▽

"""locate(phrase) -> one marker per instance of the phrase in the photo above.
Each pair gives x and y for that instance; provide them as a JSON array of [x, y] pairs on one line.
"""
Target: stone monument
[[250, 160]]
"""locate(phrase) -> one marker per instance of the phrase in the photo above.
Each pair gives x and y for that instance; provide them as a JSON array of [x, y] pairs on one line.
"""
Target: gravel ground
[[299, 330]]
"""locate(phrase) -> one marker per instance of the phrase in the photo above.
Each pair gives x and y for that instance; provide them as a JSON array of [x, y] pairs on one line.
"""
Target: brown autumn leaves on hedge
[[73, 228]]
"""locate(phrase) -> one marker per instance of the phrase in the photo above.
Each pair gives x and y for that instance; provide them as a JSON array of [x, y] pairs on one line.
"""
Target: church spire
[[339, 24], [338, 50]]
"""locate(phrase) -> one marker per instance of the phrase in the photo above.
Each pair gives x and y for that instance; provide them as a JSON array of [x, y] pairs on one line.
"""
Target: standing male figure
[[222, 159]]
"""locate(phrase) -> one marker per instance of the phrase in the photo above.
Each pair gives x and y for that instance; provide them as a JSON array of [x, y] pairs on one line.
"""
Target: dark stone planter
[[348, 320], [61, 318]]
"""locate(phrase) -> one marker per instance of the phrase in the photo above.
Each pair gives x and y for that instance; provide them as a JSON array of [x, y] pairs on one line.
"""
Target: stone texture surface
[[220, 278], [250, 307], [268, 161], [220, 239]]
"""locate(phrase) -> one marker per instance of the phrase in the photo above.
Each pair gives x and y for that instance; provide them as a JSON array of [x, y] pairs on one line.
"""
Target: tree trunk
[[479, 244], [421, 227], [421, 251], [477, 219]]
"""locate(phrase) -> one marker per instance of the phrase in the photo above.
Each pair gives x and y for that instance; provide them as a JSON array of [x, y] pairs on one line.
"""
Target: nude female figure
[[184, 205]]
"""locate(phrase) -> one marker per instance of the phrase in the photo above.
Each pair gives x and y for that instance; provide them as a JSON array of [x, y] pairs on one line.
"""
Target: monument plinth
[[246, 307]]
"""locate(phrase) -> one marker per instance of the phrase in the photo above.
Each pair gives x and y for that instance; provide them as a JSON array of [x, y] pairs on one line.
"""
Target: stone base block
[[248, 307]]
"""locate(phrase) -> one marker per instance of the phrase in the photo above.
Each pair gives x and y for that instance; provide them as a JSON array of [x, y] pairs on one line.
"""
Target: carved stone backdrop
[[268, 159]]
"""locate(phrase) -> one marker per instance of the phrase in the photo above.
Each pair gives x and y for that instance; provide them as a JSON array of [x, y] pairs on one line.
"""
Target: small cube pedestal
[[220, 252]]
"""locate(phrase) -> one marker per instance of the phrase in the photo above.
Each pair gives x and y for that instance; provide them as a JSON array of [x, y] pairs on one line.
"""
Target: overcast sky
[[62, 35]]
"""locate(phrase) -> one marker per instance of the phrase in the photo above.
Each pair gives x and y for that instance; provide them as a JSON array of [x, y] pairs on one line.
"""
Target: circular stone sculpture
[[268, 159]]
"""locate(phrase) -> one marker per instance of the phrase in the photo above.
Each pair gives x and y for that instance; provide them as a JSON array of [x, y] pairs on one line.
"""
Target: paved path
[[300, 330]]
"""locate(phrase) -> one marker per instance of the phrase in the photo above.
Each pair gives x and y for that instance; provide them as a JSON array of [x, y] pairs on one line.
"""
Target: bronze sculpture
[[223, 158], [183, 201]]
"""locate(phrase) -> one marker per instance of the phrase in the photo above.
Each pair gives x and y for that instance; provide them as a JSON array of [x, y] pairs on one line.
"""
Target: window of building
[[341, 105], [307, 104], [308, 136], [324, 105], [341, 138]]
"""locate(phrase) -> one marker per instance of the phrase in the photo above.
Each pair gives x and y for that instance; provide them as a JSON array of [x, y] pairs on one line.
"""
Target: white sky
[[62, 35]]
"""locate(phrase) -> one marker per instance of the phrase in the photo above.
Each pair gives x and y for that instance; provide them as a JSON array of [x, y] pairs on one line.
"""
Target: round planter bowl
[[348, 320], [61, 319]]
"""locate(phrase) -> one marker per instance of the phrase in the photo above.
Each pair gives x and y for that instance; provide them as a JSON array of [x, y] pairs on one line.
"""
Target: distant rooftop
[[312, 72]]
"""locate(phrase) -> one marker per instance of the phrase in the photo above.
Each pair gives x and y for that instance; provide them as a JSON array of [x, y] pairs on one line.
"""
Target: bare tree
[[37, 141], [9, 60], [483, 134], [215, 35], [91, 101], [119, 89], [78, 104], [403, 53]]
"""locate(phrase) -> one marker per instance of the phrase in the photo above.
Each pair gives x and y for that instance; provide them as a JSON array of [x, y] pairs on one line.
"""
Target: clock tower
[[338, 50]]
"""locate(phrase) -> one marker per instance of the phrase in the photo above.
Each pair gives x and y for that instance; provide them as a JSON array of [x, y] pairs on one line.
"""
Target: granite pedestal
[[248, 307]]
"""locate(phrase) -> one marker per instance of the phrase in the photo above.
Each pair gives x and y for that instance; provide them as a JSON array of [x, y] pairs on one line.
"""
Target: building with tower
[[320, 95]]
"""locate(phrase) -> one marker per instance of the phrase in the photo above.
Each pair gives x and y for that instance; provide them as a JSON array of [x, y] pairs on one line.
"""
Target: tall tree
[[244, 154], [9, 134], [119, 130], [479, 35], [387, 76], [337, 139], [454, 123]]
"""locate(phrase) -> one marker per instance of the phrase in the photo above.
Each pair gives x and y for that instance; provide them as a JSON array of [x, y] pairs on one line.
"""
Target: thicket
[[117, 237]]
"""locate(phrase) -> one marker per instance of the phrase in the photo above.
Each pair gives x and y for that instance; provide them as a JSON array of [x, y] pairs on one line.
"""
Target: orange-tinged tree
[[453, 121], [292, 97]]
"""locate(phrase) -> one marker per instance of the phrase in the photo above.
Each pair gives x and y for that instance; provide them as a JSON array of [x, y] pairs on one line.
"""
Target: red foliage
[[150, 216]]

△

## ABOUT THIS EXERCISE
Take each line of the listing above and set it down again exactly.

## RESPONSE
"""locate(phrase) -> one marker per instance of the phrase in the photo above.
Each pair gives x and y for that instance; provide them as a JSON array of [x, y] pairs on one line.
"""
Target: stone monument
[[250, 160]]
"""locate(phrase) -> one marker per instance of the phrase in the photo above.
Each pair gives x and y for that instance; provide them as a JSON array of [x, y] pairs on one line.
"""
Target: gravel ground
[[299, 330]]
"""locate(phrase) -> one marker per instance of the phrase in the photo above.
Each pair gives x and y for that instance; provide them as a JSON array of [x, y] pairs on one line.
"""
Target: brown autumn leaves on hedge
[[73, 228]]
"""locate(phrase) -> one marker per instance of the phrase in the photo above.
Each pair gives x and y for that instance; provide them as a JSON array of [x, y] pairs on one line.
"""
Target: church spire
[[339, 24], [338, 50]]
"""locate(phrase) -> one marker per instance of the phrase in the photo above.
Each pair gives x and y for that instance; provide them as a JSON array of [x, y] pairs on one line.
"""
Target: standing male figure
[[222, 159]]
"""locate(phrase) -> one marker per instance of the phrase in the photo above.
Each pair gives x and y for that instance; provide them as a JSON array of [x, y] pairs on one line.
"""
Target: dark stone planter
[[348, 320], [61, 318]]
"""locate(phrase) -> one marker per instance of the phrase in the photo above.
Each pair gives x and y for that instance; provide them as a JSON array of [x, y] pairs on one line.
"""
Target: stone texture surface
[[220, 278], [250, 307], [268, 161], [220, 239]]
"""locate(phrase) -> one marker per instance of the phrase in the photo above.
Each pair gives x and y for that instance; provide them as a JSON array of [x, y] pairs on one line.
"""
Target: tree trunk
[[479, 244], [421, 227], [421, 251], [477, 219]]
"""locate(phrase) -> one marker per instance of the phrase in the photo above.
Each pair gives x and y for that instance; provide them as a JSON array of [x, y] pairs on one line.
"""
Target: nude female figure
[[184, 205]]
"""locate(phrase) -> one marker per instance of the phrase in the photo above.
Each pair gives x and y for that instance; provide them as a JSON array of [x, y] pairs on one line.
"""
Target: monument plinth
[[246, 307]]
"""locate(phrase) -> one marker per instance of the phrase in the photo above.
Each pair gives x and y for that instance; provide them as a JSON array of [x, y] pairs on one line.
"""
Target: stone base block
[[248, 307]]
"""locate(phrase) -> one marker per instance of the phrase in the photo above.
Each pair gives x and y for that instance; provide them as a JSON array of [x, y] pairs on one line.
"""
Target: carved stone backdrop
[[268, 159]]
"""locate(phrase) -> one marker per instance of the phrase in the photo above.
Each pair gives x and y for that instance; provide them as a JSON array of [x, y] pairs on one line.
"""
Target: small cube pedestal
[[220, 252]]
"""locate(phrase) -> one marker per instance of the phrase in the photo above.
Each pair gives x and y for that instance; provide them as a JSON array of [x, y] pairs on one line.
"""
Target: overcast sky
[[62, 35]]
"""locate(phrase) -> one marker per instance of the phrase in the photo above.
Each pair gives x and y for that instance; provide them as a JSON array of [x, y] pairs on one line.
"""
Target: circular stone sculpture
[[268, 159]]
"""locate(phrase) -> one marker per instance of the phrase in the photo above.
Each pair gives x and y for that instance; provide them as a JSON array of [x, y] pairs on one line.
"""
Target: paved path
[[300, 330]]
"""locate(phrase) -> one marker per instance of the phrase in the photo above.
Each pair gives x and y for that instance; provide them as a JSON array of [x, y] pairs on one line.
"""
Target: bronze sculpture
[[223, 158], [183, 201]]
"""locate(phrase) -> one marker per instance of the phrase in the photo above.
Each pair gives x and y for that instance; provide them as a JSON array of [x, y] pairs on one line.
"""
Target: window of building
[[341, 105], [307, 104], [308, 136], [324, 105], [341, 138]]
"""locate(phrase) -> one marker per instance of the phrase in the photo above.
Each pair gives x and y for that instance; provide them as a JSON array of [x, y] pairs on one line.
"""
Target: white sky
[[62, 35]]
"""locate(phrase) -> one marker per instance of the phrase in the photo above.
Each pair gives x and y for that instance; provide them as a JSON array of [x, y] pairs on one line.
"""
Target: round planter bowl
[[348, 320], [61, 319]]
"""locate(phrase) -> one marker per instance of the phrase in the photo above.
Each pair gives x and y for that instance; provide them as a JSON array of [x, y] pairs on one line.
"""
Target: distant rooftop
[[312, 72]]
"""locate(phrase) -> one marker per instance of the phrase in the photo above.
Each pair gives x and y for that instance; provide them as a JSON array of [x, y] pairs on one line.
"""
Target: bare tree
[[37, 141], [9, 60], [483, 134], [215, 35], [91, 101], [119, 89], [78, 104], [403, 53]]
"""locate(phrase) -> one marker per instance of the phrase in the photo above.
Each pair gives x and y for that instance; provide them as a JSON array of [x, y] pairs on one line.
"""
Target: clock tower
[[338, 50]]
"""locate(phrase) -> one marker per instance of the phrase in the photo above.
Each pair gives x and y for that instance; provide them as a JSON array of [x, y] pairs on one line.
"""
Target: granite pedestal
[[248, 307]]
"""locate(phrase) -> one marker per instance of the phrase in the photo above.
Each pair gives x and y for that instance; provide them as a JSON array of [x, y] pairs on one line.
"""
Target: building with tower
[[320, 95]]
"""locate(phrase) -> one marker per instance of the phrase in the photo above.
Each pair gives x and y for that instance; provide them as a JSON array of [x, y] pairs on one line.
"""
Target: tall tree
[[244, 154], [9, 134], [119, 130], [479, 35], [387, 76], [337, 139], [454, 123]]
"""locate(phrase) -> one marker per instance of the phrase in the photo above.
Each pair gives x and y for that instance; provide them as a JSON array of [x, y] pairs on one line.
"""
Target: thicket
[[117, 237]]
"""locate(phrase) -> one marker per instance of the phrase in the photo above.
Each pair gives x and y for that instance; provide them as a JSON array of [x, y] pairs on one line.
"""
Target: orange-tinged tree
[[453, 121], [292, 97]]
"""locate(phrase) -> one marker per instance of the phrase in the photo above.
Each pair gives x and y for that instance; provide them as a JSON array of [x, y] pairs on one line.
"""
Target: red foliage
[[150, 216]]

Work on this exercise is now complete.